Task ->
Edit the listing below by replacing every "most appreciated" with "greatly appreciated" and leaving everything else unchanged. Omit the pictures from your output.

=== Stored rows ===

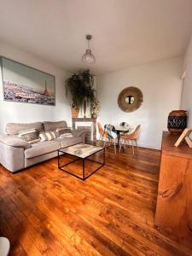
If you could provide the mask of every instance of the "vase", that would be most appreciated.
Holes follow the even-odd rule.
[[[73,119],[79,117],[79,109],[75,106],[72,106],[72,117]]]
[[[182,133],[187,127],[187,118],[186,110],[172,110],[168,117],[168,131],[171,133]]]
[[[87,111],[87,98],[85,97],[84,100],[84,118],[86,118],[86,111]]]

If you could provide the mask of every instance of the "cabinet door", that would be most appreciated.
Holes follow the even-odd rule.
[[[176,233],[185,218],[189,162],[188,159],[161,155],[155,225],[169,233]]]

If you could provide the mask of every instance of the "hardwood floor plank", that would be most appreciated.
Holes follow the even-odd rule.
[[[85,182],[56,159],[16,174],[0,166],[0,235],[10,255],[192,255],[154,225],[160,152],[106,151],[106,166]]]

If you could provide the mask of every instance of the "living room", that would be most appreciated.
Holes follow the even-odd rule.
[[[192,255],[192,1],[0,3],[0,255]]]

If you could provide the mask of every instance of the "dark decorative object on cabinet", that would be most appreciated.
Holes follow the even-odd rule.
[[[188,112],[172,110],[169,113],[167,128],[171,133],[182,133],[187,127]]]

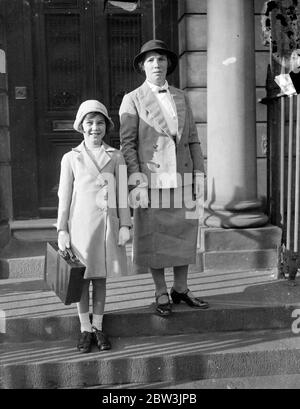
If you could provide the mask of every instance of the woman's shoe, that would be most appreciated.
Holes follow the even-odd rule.
[[[107,351],[108,349],[111,349],[111,343],[108,336],[103,331],[95,327],[93,327],[93,331],[95,343],[99,351]]]
[[[180,301],[184,301],[190,307],[196,307],[196,308],[202,308],[202,309],[209,307],[208,302],[201,300],[198,297],[191,296],[189,295],[189,293],[190,293],[189,289],[187,289],[183,293],[178,293],[177,291],[174,290],[174,288],[172,288],[170,292],[171,298],[174,304],[179,304]]]
[[[166,295],[168,297],[168,302],[165,303],[160,303],[159,299],[163,296]],[[158,313],[158,315],[162,317],[166,317],[172,313],[172,305],[170,303],[169,299],[169,294],[168,293],[163,293],[157,296],[155,294],[155,311]]]
[[[90,352],[92,348],[92,341],[93,341],[92,332],[88,331],[82,332],[77,344],[78,351],[81,354],[86,354],[87,352]]]

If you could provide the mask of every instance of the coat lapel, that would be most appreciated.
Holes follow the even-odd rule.
[[[159,103],[146,81],[140,87],[140,97],[141,104],[144,106],[146,111],[149,112],[152,120],[159,126],[160,129],[162,129],[165,134],[171,137],[169,127],[160,109]]]
[[[178,135],[181,138],[183,133],[183,127],[185,122],[185,115],[186,115],[186,107],[185,107],[185,99],[182,92],[178,92],[176,88],[169,87],[170,94],[172,95],[176,110],[177,110],[177,118],[178,118]]]
[[[106,143],[102,143],[99,159],[97,161],[97,166],[96,166],[96,164],[94,163],[94,161],[91,159],[90,155],[86,151],[84,141],[81,142],[80,145],[78,145],[76,148],[73,149],[73,152],[76,152],[78,154],[77,159],[84,163],[89,173],[95,178],[98,177],[99,171],[101,172],[101,170],[108,164],[108,162],[111,161],[110,152],[112,151],[113,151],[113,148],[108,146]]]

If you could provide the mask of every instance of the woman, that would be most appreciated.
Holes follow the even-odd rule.
[[[121,173],[127,182],[126,164],[120,151],[102,141],[113,126],[103,104],[96,100],[83,102],[74,128],[84,140],[61,161],[58,246],[62,251],[71,246],[86,266],[82,296],[77,303],[81,331],[77,348],[81,353],[90,352],[93,342],[100,351],[111,348],[102,330],[106,277],[126,274],[127,269],[124,245],[130,238],[131,218],[127,195],[126,200],[121,197],[124,186],[119,186]]]
[[[189,198],[203,189],[204,161],[188,100],[166,81],[177,62],[163,41],[145,43],[134,68],[146,81],[124,96],[119,112],[121,151],[135,207],[134,262],[150,269],[156,312],[162,316],[172,311],[165,267],[174,268],[173,303],[208,307],[187,286],[198,232],[198,219],[187,217]]]

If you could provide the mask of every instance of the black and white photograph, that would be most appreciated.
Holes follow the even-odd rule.
[[[299,216],[299,0],[0,0],[1,390],[300,389]]]

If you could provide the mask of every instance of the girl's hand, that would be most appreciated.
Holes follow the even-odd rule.
[[[119,230],[119,246],[125,246],[127,241],[130,239],[130,231],[129,227],[127,226],[122,226]]]
[[[58,232],[58,248],[61,251],[65,251],[66,248],[70,248],[70,235],[66,230],[60,230]]]

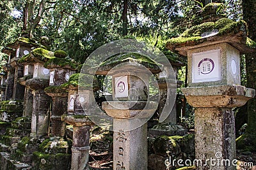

===

Output below ->
If you could provide the mask of every instance of the "vase", that would be greatly appreciated.
Holes follow the even-odd rule.
[[[73,119],[79,117],[79,109],[75,106],[72,106],[72,117]]]
[[[182,133],[187,127],[187,118],[186,110],[172,110],[168,117],[168,131],[171,133]]]
[[[87,111],[87,98],[85,97],[84,100],[84,118],[86,118],[86,111]]]

If you could provide the mask of every instance of the "cabinet door", that would be greatly appreciated.
Holes follow the even-odd rule.
[[[176,233],[185,218],[189,162],[188,159],[161,155],[155,225],[169,233]]]

If you could provide the mask of every instance of the "hardwood floor plank", that would be greatly appreciated.
Holes follow the even-odd rule.
[[[85,182],[56,159],[16,174],[0,166],[0,235],[10,255],[192,255],[154,225],[160,152],[106,151],[106,166]]]

If you could provide the mask of every instance of the "living room", that would be greatly appreciated.
Holes follow the even-odd rule.
[[[192,255],[192,1],[0,3],[0,255]]]

If you could provide the mask of every instance of the "dark decorative object on cabinet", that would be greatly appreciated.
Holes follow the even-odd rule.
[[[188,112],[172,110],[169,113],[167,128],[171,133],[182,133],[187,127]]]

If you could provide the mask of every instance of the woman's shoe, that would be greatly appreciated.
Holes follow the even-odd rule.
[[[107,351],[108,349],[111,349],[111,343],[108,336],[103,331],[95,327],[93,327],[93,331],[95,343],[99,351]]]
[[[180,301],[184,301],[190,307],[196,307],[196,308],[202,308],[202,309],[209,307],[208,302],[201,300],[198,297],[191,296],[189,295],[189,293],[190,293],[189,289],[187,289],[183,293],[178,293],[177,291],[174,290],[174,288],[172,288],[170,292],[171,298],[174,304],[179,304]]]
[[[166,295],[168,297],[168,302],[165,303],[160,303],[159,299],[163,296]],[[158,313],[158,315],[162,317],[166,317],[172,313],[172,305],[170,303],[169,299],[169,294],[168,293],[163,293],[157,296],[155,294],[155,311]]]
[[[90,352],[92,348],[92,341],[93,341],[92,332],[88,331],[82,332],[77,344],[78,351],[81,354],[86,354],[87,352]]]

If you could provide the mask of every instance of the coat lapel, that would be greatly appreciated.
Holes follow the even-odd rule.
[[[159,103],[146,81],[140,87],[140,97],[141,104],[144,106],[146,111],[149,112],[152,120],[159,126],[160,129],[162,129],[165,134],[171,137],[169,127],[160,109]]]
[[[178,135],[181,138],[183,133],[183,127],[185,122],[185,115],[186,115],[186,107],[185,107],[185,99],[182,92],[178,92],[176,88],[169,87],[170,94],[172,95],[176,110],[177,110],[177,118],[178,118]]]
[[[106,143],[102,143],[99,159],[97,161],[97,166],[96,166],[96,164],[94,163],[94,161],[91,159],[90,155],[86,151],[84,141],[81,142],[80,145],[78,145],[76,148],[73,149],[73,152],[76,152],[78,154],[77,159],[84,163],[89,173],[95,178],[98,177],[99,171],[101,172],[101,170],[108,164],[108,162],[111,161],[110,152],[112,151],[113,151],[113,148],[108,146]]]

If you could provide the mask of every instance of the woman, that would be greatly appreciated.
Holes follow the even-odd rule.
[[[121,173],[127,182],[126,164],[120,151],[102,141],[113,126],[103,104],[96,100],[83,102],[74,128],[84,140],[61,161],[58,246],[62,251],[71,246],[86,266],[82,296],[77,303],[81,331],[77,348],[81,353],[90,352],[93,342],[100,351],[111,348],[102,330],[106,277],[126,274],[127,269],[124,245],[130,238],[131,218],[127,195],[126,200],[121,197],[124,186],[119,186]]]
[[[189,198],[203,189],[204,161],[188,100],[166,81],[177,62],[163,41],[145,43],[134,68],[146,81],[124,96],[119,112],[121,151],[135,207],[134,262],[150,269],[156,312],[162,316],[172,311],[165,267],[174,268],[173,303],[208,307],[187,286],[198,232],[198,219],[187,217]]]

If you could provide the mask of every instance of the black and white photograph, that would be greatly appreciated.
Holes follow the even-odd rule.
[[[299,216],[299,0],[0,0],[1,390],[300,389]]]

If you could provide the mask of every instance of the girl's hand, that would be greatly appreciated.
Holes follow the even-odd rule.
[[[119,230],[119,246],[125,246],[127,241],[130,239],[130,231],[129,227],[127,226],[122,226]]]
[[[58,232],[58,248],[61,251],[65,251],[66,248],[70,248],[70,235],[66,230],[60,230]]]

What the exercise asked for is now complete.